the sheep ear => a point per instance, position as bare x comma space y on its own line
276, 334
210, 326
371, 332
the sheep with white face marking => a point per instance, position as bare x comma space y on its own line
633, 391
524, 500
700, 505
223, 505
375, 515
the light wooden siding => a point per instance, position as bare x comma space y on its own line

• **WHAT TO DO**:
Every line in the material must be repeated verbatim.

• **SOLUTION FOR THIS TASK**:
the sheep ear => a point per instance, position as bare x comma space y on its own line
276, 334
210, 326
371, 332
the sheep with white face marking => a point per instance, position as bare x comma space y on its own line
633, 391
524, 500
700, 505
223, 505
375, 515
the light wooden siding => a point per instance, position as bare x comma space y on its own line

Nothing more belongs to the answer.